### Problem
Reproduce word for word the part of the items that opens with the line containing "Task: place one keypoint per instance of the man's fingers" and closes with the last line of the items, including both ends.

### Provided information
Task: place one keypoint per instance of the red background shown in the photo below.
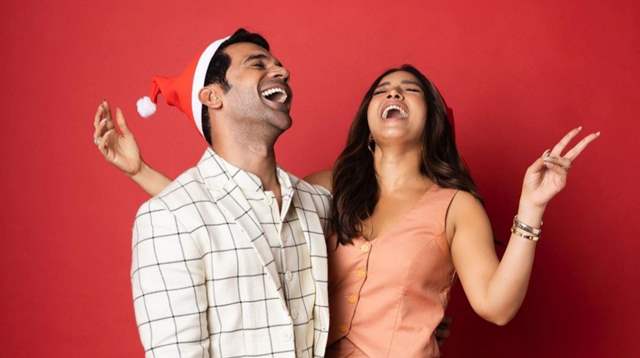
(519, 74)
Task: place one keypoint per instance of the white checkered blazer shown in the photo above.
(204, 279)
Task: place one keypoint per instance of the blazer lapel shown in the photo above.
(230, 199)
(312, 229)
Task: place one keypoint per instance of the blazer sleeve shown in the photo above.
(168, 284)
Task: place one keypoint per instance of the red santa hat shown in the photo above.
(182, 91)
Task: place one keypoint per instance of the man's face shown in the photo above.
(259, 92)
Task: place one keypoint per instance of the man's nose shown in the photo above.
(280, 73)
(395, 94)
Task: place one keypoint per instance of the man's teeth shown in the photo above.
(386, 111)
(267, 93)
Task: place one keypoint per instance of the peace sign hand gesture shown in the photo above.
(547, 176)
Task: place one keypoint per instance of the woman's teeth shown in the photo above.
(393, 107)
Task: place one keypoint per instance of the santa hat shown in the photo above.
(182, 91)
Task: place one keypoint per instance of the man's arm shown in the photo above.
(119, 147)
(168, 281)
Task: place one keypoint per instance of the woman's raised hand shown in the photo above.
(547, 176)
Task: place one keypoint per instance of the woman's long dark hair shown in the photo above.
(355, 186)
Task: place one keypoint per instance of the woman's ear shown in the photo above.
(211, 97)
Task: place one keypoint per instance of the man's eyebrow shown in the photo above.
(260, 56)
(408, 82)
(256, 56)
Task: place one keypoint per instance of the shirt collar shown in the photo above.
(249, 182)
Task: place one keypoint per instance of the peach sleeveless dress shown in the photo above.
(387, 296)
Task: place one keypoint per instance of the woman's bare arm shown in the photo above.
(496, 288)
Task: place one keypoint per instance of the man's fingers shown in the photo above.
(556, 168)
(104, 141)
(538, 164)
(557, 150)
(98, 116)
(122, 124)
(561, 161)
(575, 151)
(99, 131)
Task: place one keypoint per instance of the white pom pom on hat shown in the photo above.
(145, 107)
(182, 91)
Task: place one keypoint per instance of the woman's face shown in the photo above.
(398, 110)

### Worked answer
Task: place one keypoint per instance of the man's fingers shown in the photo above.
(556, 168)
(104, 141)
(538, 164)
(557, 150)
(98, 116)
(122, 124)
(561, 161)
(575, 151)
(99, 131)
Task: place one keypoint per instance of the white pom pom on hat shown in the photo above.
(145, 107)
(182, 91)
Task: place one keypoint per instance of the woman's face shown in the photo above.
(398, 110)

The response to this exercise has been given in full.